Document passage =
++++++++++++++++++++

Skip to content
Hariharan Devarajan edited this page Jun 26, 2020 · 3 revisions

Application Programming Interface

The VaniDL library reads Darshan and Tensorflow Logs and produces High-Level I/O insights on the application using various drill-up and drill-down analysis of the I/O traces.

Initialization of Analyzer

from src.vanidl import VaniDL
analyzer = VaniDL()
status = analyzer.Load(darshan_file, preprocessed_dir, data_paths_include)

Darshan raw records as Dataframe

# Darshan basic trace records 
darshan_normal_df = analyzer.GetDXTAsDF()

# Darshan extended trace records 
darshan_dxt_df = analyzer.GetTraceAsDF()

Summarization Calls

# I/O summarization for the given trace.
summary = analyzer.GetSummary()

# File summary 
file_summary = analyzer.GetFileSummary(filename)

I/O Analysis

# Get the I/O time along with filters of filename (optional) and rank (optional)
io_time = analyzer.GetIOTime(filename,rank)
# Get the I/O size for the whole application. Additional Filter by filename and rank.

++++++++++++++++++++

Entries shown =
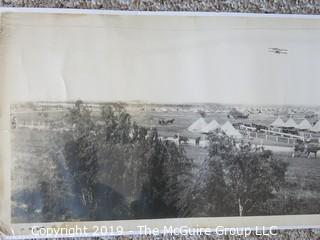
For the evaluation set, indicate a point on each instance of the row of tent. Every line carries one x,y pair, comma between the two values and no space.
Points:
304,125
201,126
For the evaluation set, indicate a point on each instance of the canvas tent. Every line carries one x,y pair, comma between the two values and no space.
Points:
213,125
316,127
230,130
278,123
198,125
304,125
290,123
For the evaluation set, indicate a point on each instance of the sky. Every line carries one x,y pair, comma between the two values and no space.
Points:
162,59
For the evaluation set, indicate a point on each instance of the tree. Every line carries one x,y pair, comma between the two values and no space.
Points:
81,154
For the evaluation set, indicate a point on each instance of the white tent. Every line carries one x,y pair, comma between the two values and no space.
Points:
230,130
304,125
213,125
290,123
316,127
198,125
278,123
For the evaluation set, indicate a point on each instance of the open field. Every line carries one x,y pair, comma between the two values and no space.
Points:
31,149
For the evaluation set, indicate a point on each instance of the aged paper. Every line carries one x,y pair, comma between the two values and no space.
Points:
199,121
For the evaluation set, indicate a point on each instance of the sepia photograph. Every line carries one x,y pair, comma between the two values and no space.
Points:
150,117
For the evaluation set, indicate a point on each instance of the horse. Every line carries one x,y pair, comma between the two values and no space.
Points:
183,139
312,148
170,121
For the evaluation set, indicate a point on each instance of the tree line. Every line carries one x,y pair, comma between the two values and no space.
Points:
119,170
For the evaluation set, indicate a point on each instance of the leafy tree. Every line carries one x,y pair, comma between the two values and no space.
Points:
81,154
246,177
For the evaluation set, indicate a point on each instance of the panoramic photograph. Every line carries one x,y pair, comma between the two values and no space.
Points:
163,117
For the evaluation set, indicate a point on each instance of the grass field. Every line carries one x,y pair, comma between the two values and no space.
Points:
30,149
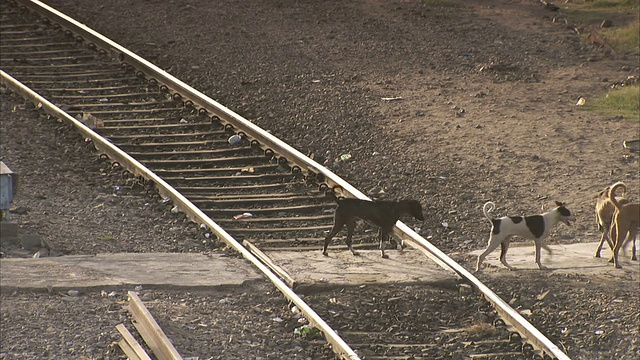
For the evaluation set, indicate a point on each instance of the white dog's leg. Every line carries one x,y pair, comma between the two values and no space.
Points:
493,244
503,254
538,247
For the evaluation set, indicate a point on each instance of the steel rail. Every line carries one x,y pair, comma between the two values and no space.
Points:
194,213
528,331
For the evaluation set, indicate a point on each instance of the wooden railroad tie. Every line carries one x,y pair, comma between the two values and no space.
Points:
150,331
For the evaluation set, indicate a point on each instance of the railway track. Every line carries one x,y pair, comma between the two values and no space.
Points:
252,190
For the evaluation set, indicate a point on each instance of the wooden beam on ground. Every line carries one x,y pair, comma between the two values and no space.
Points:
130,345
267,261
150,330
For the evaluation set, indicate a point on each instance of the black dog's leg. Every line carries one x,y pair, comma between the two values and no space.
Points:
337,226
383,234
350,227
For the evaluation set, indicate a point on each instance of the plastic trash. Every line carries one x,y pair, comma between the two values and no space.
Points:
234,139
306,331
242,216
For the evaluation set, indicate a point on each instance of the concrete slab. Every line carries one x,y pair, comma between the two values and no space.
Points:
342,268
568,259
109,270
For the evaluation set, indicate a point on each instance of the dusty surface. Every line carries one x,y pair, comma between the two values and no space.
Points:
165,270
487,112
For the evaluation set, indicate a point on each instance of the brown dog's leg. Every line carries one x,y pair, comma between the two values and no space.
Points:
632,237
620,232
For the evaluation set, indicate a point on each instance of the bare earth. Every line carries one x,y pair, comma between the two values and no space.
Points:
454,106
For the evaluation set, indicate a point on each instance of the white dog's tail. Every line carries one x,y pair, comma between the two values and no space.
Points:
487,209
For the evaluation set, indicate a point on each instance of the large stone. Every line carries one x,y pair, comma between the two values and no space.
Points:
8,229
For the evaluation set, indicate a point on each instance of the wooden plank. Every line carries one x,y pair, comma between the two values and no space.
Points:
128,350
152,333
130,345
267,260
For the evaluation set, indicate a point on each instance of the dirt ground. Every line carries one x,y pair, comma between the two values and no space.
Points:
452,105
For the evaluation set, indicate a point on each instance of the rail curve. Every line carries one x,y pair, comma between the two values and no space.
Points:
210,162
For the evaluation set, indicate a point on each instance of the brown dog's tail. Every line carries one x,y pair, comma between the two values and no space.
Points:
612,193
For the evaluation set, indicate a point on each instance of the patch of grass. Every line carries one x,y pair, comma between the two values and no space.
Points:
623,102
626,38
624,35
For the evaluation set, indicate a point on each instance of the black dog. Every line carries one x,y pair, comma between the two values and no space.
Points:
383,214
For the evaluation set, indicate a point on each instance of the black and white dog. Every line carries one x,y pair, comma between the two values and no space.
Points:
534,227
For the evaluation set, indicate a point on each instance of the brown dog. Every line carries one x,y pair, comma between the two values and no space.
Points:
626,219
604,215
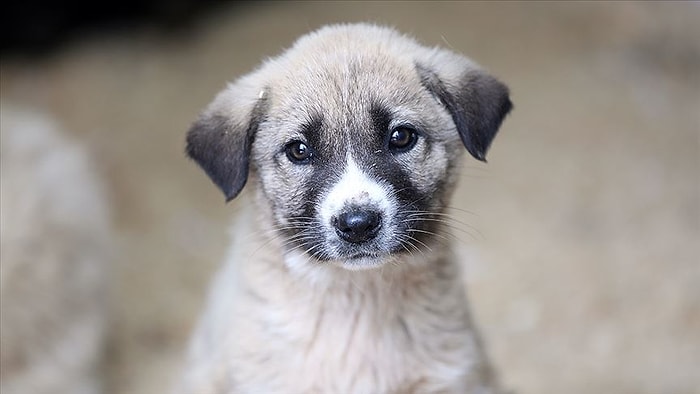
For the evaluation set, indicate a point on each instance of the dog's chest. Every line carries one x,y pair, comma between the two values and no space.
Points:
356,343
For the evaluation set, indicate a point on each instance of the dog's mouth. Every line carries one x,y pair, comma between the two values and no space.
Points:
361,261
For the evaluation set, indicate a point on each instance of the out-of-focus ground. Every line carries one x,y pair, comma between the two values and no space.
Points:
584,274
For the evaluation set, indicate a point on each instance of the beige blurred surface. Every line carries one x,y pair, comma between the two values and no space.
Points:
585,271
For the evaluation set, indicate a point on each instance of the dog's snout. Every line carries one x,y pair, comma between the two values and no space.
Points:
357,226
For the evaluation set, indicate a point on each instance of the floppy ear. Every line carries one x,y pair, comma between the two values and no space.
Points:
477,101
221,139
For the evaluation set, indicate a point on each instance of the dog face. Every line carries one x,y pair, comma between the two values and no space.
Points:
353,136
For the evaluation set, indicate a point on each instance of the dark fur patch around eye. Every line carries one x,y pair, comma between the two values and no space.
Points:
381,118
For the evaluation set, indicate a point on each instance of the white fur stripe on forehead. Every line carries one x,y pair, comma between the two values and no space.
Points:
356,188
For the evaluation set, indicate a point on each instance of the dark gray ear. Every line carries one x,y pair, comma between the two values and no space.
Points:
477,102
221,146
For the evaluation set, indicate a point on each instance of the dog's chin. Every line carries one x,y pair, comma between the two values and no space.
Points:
361,262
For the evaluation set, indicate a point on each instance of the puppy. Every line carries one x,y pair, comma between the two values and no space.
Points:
339,280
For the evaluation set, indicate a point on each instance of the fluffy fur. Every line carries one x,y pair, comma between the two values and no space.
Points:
300,306
54,249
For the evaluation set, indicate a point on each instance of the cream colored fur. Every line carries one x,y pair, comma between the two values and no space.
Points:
54,251
280,322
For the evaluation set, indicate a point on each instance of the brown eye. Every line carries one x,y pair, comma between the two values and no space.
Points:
402,139
298,152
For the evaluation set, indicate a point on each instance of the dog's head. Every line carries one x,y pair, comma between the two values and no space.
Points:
353,136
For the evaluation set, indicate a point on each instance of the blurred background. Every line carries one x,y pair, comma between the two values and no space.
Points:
584,274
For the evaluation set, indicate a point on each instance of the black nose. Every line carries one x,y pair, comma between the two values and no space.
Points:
357,226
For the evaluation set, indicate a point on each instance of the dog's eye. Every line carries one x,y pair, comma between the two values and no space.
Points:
298,152
402,139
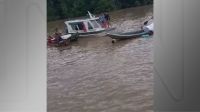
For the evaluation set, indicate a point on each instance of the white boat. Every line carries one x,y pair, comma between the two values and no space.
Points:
85,27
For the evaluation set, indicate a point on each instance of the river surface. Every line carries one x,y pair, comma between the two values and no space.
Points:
94,75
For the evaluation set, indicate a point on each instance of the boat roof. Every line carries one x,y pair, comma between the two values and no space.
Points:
81,20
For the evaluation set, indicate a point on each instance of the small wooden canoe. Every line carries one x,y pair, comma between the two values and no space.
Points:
127,35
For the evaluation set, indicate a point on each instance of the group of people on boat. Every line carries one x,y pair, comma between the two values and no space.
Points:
93,25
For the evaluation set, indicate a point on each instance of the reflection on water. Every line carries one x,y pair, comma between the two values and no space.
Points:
94,75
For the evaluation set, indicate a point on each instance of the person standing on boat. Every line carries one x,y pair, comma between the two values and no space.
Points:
102,20
107,18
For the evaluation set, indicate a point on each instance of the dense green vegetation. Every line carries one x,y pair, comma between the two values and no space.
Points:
60,9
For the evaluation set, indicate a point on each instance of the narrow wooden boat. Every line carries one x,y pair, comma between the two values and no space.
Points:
127,35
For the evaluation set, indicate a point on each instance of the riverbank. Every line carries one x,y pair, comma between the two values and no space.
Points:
120,19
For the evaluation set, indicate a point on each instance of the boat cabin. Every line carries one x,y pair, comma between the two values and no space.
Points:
84,26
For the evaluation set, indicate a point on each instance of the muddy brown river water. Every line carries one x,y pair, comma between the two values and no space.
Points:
94,75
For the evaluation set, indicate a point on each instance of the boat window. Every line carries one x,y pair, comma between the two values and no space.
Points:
77,26
95,24
89,26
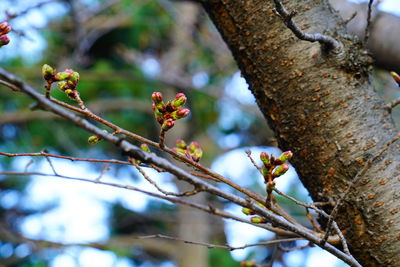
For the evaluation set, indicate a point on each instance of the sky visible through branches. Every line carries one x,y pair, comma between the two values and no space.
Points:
82,211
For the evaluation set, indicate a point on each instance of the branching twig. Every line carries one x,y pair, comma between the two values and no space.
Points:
150,158
184,194
208,245
325,40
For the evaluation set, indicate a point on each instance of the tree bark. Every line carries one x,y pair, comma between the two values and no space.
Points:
322,107
384,31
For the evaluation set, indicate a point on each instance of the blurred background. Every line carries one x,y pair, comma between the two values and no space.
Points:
124,50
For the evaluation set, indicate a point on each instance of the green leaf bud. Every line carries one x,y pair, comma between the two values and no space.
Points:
179,101
265,158
248,211
180,144
94,139
280,170
285,156
258,220
168,124
145,147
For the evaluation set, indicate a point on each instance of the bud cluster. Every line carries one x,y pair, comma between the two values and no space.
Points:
396,77
167,114
273,168
67,80
192,151
4,29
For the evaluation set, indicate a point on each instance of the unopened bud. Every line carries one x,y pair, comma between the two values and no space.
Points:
179,101
145,147
156,97
63,85
265,158
285,156
270,186
396,77
248,211
93,139
48,72
180,114
4,40
180,143
168,124
258,220
280,170
4,28
61,76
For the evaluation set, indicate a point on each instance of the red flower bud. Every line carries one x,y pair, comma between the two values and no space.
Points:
285,156
4,40
180,144
4,28
180,114
396,77
168,124
179,101
265,158
156,97
280,170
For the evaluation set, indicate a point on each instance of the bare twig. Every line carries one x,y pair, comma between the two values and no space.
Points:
293,249
150,158
367,28
392,105
44,154
208,245
325,40
184,194
248,153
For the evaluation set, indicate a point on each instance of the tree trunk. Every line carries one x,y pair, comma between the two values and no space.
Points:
323,108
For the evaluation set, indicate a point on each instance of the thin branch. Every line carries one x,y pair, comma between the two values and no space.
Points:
367,28
248,153
208,245
184,194
136,152
45,154
325,40
392,105
293,249
208,209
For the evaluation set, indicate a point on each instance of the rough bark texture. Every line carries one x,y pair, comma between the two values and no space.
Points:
324,109
384,31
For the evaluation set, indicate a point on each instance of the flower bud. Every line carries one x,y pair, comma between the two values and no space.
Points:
258,220
265,158
60,76
63,85
180,114
48,72
248,211
4,40
180,144
156,97
180,151
93,139
270,186
285,156
280,170
179,101
168,124
4,28
396,77
145,147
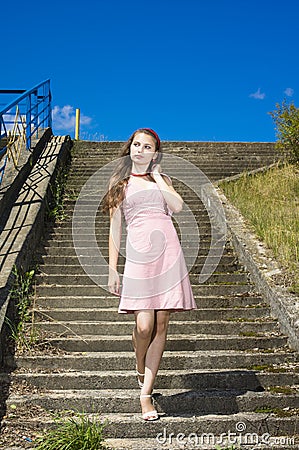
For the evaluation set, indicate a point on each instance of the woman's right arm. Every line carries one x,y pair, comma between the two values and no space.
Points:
114,246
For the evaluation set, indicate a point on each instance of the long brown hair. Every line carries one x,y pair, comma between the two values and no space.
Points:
121,174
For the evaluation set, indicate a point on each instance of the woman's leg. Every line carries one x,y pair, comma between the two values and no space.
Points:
142,336
153,356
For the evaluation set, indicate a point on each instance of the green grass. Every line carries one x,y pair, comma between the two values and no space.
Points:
22,329
269,201
75,433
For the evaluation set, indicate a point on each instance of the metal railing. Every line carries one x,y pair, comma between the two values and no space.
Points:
22,120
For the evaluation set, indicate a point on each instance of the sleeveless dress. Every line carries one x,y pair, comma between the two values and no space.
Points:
155,274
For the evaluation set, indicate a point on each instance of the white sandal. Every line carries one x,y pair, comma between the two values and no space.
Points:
149,416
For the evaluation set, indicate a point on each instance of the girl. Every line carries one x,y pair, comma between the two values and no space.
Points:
155,280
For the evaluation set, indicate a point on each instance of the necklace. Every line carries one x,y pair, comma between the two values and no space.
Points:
139,174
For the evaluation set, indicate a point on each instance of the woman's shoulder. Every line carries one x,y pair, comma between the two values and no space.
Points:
166,178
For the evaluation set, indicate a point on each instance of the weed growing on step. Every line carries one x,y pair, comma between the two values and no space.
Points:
287,390
76,433
270,203
56,209
21,295
278,412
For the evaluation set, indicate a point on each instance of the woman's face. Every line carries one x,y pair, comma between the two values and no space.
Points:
143,149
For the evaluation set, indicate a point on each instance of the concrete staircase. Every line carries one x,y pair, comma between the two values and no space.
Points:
226,369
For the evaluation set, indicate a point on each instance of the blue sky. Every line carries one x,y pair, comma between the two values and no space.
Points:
194,70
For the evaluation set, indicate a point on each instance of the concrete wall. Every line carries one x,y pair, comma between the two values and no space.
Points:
22,213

++++++++++++++++++++

What you are asked to do =
Continue the VaniDL API reference from the point where it stops.

Written response =
io_size = analyzer.GetIOSize(filename,rank)

Data Access Pattern Analysis.

# Get the Transfer Size Distribution with filters of filename (optional) and rank (optional)
request_histogram = analyzer.GetIORequestDistribution(filename,rank, operation, bins, threshold)
# Get the data access pattern for the application or per file.
access_pattern = analyzer.GetAccessPattern(filepath)

Timeline of Application

# Create a timeline of I/O operations for the application. This can be filtered per file or per rank.
timeline = analyzer.CreateIOTimeline(filename, rank, time_step)

# Create a Darshan I/O timeline (json.gz) file which can be viewed within chrome://tracing
io_chrome_timeline = CreateChromeTimeline()

# Merge Darshan I/O timeline with tensorboard timeline for a holistic application view.
app_chrome_timeline = CreateMergedTimeline(tensorboard_dir, output_dir, output_file)